Extracted information section start

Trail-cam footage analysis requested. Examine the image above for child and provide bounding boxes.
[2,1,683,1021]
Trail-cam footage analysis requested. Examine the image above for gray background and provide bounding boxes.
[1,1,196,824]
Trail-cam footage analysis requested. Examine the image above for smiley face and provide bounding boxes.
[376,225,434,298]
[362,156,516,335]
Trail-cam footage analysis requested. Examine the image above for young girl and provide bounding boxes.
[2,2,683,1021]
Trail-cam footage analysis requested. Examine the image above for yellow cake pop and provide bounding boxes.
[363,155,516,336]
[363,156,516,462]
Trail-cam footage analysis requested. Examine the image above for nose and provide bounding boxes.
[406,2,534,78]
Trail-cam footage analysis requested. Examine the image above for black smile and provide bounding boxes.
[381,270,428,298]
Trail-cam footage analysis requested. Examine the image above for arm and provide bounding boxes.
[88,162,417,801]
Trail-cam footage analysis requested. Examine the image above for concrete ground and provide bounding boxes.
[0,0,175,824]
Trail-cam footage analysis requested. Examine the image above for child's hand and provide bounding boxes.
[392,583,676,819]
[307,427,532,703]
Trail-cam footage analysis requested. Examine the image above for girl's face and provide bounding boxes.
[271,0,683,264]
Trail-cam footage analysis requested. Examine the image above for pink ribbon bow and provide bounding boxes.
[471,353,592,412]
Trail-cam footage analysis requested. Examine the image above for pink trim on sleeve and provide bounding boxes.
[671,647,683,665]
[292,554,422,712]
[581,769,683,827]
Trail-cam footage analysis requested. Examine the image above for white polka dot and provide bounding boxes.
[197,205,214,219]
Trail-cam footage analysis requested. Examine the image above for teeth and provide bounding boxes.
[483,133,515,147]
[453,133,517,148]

Extracted information section end

_Exercise directions_
Nothing is to be left out; every record above must be repeated exactly.

_Output of the exercise_
Trail-cam footage analysis requested. Examine the image above for child and provide bounding boxes.
[2,1,683,1021]
Trail-cam footage analysis requested. Examine the image above for gray background and provide bounding boxes.
[1,1,196,824]
Trail-cam footage analysis requested. Examine the image above for smiley face and provide bounding boxes.
[376,225,434,298]
[362,156,516,335]
Trail-cam footage analysis requested. Examine the image above for young girl and provide bounding boxes.
[2,2,683,1021]
Trail-cam footage analysis requested. Examine the image above for yellow cake pop and provide bounding boxes.
[363,155,516,336]
[363,156,516,462]
Trail-cam footage analysis requested. Examine the image above for nose and provide bounding boxes.
[406,2,534,78]
Trail-cam footage analysis requested. Examine the image above for black smile and provide bounding boxes.
[381,270,428,298]
Trail-cam footage analysis requested. Examine the image above for arm and provide bounding boxes.
[88,162,417,801]
Trail-cam footage analysis requested. Examine the image above for concrete ground and provide bounding boxes.
[0,0,175,824]
Trail-cam footage analysis requested. Examine the image above for child's hand and provide bounding boxes.
[392,583,676,819]
[307,427,532,703]
Trail-cam footage analysis requested. Examine the image above for girl's face and provide bounding boxes.
[271,0,683,264]
Trail-cam footage analysis requested. Examine the image above for pink ribbon bow and provide bounding boxes.
[471,353,592,412]
Trail-cam footage analysis requested. Examine the image above for pink trim on sleeve and provide bounding boxes.
[671,647,683,665]
[292,554,422,712]
[581,769,683,827]
Trail-cam footage analysis requested. Examine the image above for white polka dot and provide bounding boxes.
[197,205,214,219]
Trail-cam footage analysis requested. Examine the image above for teeth and provide bounding boxes.
[483,133,515,147]
[453,133,517,148]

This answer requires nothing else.